_The exercise_
Set down, word for word, the stretch of lines from the one containing "the us capitol" to the end of the records below.

_Input data_
# # #

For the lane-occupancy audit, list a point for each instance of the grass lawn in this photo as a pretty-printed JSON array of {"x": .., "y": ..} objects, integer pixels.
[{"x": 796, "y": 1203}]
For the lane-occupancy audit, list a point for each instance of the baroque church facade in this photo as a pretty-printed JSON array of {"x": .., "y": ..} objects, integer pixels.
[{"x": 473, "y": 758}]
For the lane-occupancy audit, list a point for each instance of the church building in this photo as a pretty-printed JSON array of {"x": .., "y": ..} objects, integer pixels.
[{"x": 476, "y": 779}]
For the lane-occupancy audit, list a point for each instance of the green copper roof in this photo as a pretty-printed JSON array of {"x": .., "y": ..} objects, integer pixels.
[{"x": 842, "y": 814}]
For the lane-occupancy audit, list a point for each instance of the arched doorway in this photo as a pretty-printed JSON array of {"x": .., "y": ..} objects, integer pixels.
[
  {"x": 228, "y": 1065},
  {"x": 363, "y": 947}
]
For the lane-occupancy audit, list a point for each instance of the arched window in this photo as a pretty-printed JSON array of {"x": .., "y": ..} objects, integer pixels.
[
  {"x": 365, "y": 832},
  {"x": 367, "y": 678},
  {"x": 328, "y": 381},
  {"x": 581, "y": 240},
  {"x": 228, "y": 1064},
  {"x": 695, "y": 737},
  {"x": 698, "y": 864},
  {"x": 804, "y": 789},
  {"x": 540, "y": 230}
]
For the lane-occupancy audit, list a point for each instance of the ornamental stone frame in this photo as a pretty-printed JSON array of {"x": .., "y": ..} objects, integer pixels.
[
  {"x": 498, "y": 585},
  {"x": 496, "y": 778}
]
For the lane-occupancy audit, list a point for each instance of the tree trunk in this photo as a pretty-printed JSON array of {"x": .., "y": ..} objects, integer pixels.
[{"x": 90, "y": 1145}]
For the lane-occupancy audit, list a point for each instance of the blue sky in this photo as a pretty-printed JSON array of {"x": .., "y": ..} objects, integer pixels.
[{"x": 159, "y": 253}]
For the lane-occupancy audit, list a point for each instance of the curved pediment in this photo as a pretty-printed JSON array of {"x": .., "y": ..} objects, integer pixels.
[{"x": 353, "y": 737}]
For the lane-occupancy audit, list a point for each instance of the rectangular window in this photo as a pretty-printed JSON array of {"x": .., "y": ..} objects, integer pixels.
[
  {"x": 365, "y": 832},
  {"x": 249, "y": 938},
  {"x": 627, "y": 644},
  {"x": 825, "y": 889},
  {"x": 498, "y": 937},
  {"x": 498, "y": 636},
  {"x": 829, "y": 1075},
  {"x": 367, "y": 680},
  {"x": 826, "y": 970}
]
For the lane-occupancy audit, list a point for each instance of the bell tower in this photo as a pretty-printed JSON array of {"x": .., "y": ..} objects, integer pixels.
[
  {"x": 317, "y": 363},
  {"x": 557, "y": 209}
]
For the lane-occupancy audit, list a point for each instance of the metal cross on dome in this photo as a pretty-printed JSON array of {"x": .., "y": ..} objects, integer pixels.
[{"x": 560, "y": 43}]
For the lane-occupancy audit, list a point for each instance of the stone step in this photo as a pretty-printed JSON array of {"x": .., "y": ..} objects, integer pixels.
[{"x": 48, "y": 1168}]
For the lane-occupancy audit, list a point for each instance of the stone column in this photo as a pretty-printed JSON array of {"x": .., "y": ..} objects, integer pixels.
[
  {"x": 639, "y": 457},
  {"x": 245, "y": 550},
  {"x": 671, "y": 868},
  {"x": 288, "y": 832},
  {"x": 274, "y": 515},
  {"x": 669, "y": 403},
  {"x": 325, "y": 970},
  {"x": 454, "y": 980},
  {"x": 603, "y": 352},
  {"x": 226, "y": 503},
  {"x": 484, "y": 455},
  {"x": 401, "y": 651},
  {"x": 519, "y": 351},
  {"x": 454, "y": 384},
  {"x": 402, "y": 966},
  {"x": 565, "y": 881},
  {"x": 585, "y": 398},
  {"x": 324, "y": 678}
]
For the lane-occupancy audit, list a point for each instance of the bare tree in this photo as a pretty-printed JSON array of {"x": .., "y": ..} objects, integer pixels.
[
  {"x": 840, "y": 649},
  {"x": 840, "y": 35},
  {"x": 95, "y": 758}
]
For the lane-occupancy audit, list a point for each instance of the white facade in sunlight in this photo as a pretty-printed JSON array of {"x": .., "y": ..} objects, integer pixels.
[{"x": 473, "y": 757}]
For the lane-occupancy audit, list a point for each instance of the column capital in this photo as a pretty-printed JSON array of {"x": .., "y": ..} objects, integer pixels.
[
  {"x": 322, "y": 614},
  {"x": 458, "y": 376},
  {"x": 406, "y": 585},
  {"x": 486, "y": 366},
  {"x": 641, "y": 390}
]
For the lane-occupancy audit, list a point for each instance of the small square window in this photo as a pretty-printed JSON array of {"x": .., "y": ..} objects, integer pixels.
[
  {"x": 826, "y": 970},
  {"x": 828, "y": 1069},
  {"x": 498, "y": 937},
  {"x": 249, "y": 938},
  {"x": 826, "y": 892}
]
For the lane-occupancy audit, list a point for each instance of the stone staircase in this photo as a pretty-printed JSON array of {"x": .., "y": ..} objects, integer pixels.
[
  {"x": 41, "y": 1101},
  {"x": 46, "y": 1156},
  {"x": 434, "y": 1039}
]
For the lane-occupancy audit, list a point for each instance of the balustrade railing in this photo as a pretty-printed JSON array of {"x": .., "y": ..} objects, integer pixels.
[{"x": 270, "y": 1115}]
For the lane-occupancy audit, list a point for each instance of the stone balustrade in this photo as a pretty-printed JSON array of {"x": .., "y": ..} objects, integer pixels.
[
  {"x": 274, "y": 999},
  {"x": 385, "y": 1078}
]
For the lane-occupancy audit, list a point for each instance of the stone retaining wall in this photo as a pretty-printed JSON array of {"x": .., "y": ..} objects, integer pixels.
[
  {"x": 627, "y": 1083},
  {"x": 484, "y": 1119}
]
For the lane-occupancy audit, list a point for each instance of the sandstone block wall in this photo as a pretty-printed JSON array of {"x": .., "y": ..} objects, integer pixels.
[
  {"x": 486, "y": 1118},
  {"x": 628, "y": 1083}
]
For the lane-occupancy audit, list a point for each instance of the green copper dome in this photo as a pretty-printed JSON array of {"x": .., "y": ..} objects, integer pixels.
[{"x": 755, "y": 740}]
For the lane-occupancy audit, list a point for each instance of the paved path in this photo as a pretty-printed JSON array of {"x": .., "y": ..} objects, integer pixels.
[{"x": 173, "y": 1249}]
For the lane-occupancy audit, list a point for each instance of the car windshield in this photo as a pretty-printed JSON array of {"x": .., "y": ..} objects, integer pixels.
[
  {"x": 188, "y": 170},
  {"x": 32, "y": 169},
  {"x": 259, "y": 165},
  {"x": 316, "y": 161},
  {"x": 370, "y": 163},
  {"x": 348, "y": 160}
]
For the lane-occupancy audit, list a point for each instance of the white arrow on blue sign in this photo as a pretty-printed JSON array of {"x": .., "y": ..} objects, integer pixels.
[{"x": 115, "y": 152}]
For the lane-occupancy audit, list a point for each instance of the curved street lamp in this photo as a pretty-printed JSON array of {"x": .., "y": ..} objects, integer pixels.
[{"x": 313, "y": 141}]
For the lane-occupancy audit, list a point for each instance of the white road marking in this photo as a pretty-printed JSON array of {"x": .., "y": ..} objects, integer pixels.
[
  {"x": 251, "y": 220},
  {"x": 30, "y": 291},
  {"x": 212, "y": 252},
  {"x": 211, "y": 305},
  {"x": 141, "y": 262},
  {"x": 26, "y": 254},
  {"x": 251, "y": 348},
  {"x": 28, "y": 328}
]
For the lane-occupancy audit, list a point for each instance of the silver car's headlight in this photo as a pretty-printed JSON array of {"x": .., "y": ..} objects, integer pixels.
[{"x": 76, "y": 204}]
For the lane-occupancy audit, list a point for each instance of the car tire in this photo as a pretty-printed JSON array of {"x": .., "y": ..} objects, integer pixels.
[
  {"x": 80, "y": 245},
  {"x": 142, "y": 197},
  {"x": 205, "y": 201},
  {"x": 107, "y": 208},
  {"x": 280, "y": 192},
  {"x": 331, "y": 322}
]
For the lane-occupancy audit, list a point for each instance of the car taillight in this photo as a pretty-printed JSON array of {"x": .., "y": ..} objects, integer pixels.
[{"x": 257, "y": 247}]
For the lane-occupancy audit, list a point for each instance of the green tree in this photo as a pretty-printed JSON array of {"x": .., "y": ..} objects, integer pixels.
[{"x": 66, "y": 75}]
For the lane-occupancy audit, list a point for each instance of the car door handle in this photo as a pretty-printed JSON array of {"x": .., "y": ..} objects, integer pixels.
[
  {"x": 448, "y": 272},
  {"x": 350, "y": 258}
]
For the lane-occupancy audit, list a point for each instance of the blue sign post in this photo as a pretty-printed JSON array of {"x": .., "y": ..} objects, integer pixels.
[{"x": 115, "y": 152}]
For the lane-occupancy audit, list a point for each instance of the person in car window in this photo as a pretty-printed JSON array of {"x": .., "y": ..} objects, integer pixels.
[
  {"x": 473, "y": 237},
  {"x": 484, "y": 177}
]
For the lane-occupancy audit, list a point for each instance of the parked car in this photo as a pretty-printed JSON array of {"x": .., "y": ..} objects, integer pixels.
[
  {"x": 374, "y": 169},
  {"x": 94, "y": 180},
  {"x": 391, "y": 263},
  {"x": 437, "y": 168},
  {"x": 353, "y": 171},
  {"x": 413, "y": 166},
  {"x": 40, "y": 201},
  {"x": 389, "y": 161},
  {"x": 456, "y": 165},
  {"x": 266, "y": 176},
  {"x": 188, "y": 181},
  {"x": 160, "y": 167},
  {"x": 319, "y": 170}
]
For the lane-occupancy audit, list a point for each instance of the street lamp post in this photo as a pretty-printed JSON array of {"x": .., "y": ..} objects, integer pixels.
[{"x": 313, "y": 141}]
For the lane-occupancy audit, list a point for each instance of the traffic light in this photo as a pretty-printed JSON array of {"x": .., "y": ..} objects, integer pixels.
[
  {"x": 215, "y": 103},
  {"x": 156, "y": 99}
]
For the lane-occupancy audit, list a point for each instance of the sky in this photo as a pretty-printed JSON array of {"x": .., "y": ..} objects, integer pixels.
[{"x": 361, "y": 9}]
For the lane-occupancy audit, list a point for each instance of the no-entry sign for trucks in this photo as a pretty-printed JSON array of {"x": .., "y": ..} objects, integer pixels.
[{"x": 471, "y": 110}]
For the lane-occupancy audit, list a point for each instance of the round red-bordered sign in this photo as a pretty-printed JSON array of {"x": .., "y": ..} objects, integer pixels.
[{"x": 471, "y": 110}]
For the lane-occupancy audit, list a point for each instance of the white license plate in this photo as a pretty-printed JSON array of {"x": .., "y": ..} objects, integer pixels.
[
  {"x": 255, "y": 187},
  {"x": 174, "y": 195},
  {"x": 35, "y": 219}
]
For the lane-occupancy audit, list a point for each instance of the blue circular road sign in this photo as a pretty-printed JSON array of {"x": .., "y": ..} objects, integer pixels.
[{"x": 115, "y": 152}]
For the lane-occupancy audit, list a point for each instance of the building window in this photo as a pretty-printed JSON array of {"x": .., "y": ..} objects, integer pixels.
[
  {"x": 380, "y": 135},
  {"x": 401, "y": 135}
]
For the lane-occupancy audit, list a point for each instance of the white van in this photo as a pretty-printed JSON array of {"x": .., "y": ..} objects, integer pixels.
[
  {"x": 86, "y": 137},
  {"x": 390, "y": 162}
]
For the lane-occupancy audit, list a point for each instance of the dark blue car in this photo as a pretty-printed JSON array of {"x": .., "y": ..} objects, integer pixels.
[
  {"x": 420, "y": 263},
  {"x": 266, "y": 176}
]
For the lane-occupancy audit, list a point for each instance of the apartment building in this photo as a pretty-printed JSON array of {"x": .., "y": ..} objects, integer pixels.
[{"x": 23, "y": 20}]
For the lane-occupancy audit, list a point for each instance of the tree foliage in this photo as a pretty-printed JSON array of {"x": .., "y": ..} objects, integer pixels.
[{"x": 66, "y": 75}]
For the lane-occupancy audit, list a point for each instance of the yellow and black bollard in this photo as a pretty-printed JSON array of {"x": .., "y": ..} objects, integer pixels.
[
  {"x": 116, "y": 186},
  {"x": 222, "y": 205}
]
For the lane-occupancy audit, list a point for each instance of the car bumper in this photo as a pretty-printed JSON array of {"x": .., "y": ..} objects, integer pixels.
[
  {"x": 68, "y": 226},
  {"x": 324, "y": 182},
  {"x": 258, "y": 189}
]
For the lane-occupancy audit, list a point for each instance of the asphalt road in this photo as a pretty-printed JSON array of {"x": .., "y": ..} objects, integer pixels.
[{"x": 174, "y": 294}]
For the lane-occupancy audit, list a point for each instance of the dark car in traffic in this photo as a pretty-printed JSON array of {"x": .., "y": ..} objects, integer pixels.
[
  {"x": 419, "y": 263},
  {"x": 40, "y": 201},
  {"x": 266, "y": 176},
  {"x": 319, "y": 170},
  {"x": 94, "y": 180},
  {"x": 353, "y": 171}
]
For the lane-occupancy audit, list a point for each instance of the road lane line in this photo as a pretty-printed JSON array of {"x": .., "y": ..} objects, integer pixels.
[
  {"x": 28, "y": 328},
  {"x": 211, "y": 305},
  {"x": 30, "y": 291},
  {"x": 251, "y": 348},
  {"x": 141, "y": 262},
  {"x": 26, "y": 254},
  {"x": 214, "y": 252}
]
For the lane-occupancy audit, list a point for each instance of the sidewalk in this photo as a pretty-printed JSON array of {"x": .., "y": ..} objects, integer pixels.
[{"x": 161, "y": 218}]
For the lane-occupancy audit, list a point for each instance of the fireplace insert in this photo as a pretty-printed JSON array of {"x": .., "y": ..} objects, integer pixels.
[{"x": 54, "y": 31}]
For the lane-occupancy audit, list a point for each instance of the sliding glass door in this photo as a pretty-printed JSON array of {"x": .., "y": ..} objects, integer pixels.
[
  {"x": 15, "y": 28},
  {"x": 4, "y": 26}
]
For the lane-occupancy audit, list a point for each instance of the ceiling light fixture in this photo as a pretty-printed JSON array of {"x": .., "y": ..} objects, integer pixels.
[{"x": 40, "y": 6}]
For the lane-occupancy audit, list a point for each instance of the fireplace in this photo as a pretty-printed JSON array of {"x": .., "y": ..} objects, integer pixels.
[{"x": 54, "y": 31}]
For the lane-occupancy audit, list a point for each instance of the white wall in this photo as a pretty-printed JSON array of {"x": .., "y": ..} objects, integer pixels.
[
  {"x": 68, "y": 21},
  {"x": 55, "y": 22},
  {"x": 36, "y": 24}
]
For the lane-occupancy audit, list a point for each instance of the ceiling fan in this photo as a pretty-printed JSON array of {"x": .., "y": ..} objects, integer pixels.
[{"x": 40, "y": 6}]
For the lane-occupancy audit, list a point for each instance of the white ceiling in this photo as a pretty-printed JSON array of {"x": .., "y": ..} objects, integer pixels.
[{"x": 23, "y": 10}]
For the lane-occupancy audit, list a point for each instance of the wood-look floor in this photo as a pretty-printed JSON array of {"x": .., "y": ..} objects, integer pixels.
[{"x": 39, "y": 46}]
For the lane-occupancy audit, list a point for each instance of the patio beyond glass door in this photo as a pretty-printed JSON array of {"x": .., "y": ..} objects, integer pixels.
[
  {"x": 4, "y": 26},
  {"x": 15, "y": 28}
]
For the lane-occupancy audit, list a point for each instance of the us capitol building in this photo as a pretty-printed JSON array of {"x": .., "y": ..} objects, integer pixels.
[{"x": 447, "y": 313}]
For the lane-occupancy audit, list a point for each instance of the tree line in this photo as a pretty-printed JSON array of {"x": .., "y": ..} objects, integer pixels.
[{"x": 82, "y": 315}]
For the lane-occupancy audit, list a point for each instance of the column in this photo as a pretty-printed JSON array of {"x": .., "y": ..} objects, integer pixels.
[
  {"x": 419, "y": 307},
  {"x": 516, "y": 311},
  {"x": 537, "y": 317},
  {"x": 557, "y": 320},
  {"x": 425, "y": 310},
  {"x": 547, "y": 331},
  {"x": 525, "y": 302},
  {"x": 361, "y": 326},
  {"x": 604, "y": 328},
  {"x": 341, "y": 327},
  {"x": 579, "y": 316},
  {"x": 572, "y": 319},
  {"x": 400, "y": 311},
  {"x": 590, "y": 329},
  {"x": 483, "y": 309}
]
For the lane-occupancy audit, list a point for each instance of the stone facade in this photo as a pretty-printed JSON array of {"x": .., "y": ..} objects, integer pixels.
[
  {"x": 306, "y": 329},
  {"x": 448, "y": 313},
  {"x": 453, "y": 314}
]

# # #

_Task solution_
For the lane-occupancy audit, list a point for each instance of the us capitol building in this photo as a pretty-printed JSON array of {"x": .., "y": ..} objects, integer pixels.
[{"x": 447, "y": 313}]
For the lane-occupancy audit, list a point for each instance of the tree line in this photo as a pretty-printed JSON array of {"x": .., "y": ..} objects, integer pixels.
[{"x": 82, "y": 315}]
For the lane-occupancy audit, list a point for each instance of the column in this photo as a pretty-printed JSON array of {"x": .., "y": ..} objects, integer pixels.
[
  {"x": 419, "y": 307},
  {"x": 516, "y": 311},
  {"x": 537, "y": 317},
  {"x": 557, "y": 320},
  {"x": 425, "y": 310},
  {"x": 547, "y": 331},
  {"x": 525, "y": 302},
  {"x": 361, "y": 326},
  {"x": 604, "y": 328},
  {"x": 341, "y": 327},
  {"x": 579, "y": 316},
  {"x": 572, "y": 319},
  {"x": 400, "y": 311},
  {"x": 590, "y": 329},
  {"x": 483, "y": 309}
]
For the lane-occupancy audit, list a point for each instance of the stone facade in this photo as a pretty-printed JSON array of {"x": .., "y": ..} objects, integer pixels.
[
  {"x": 306, "y": 329},
  {"x": 448, "y": 313},
  {"x": 453, "y": 314}
]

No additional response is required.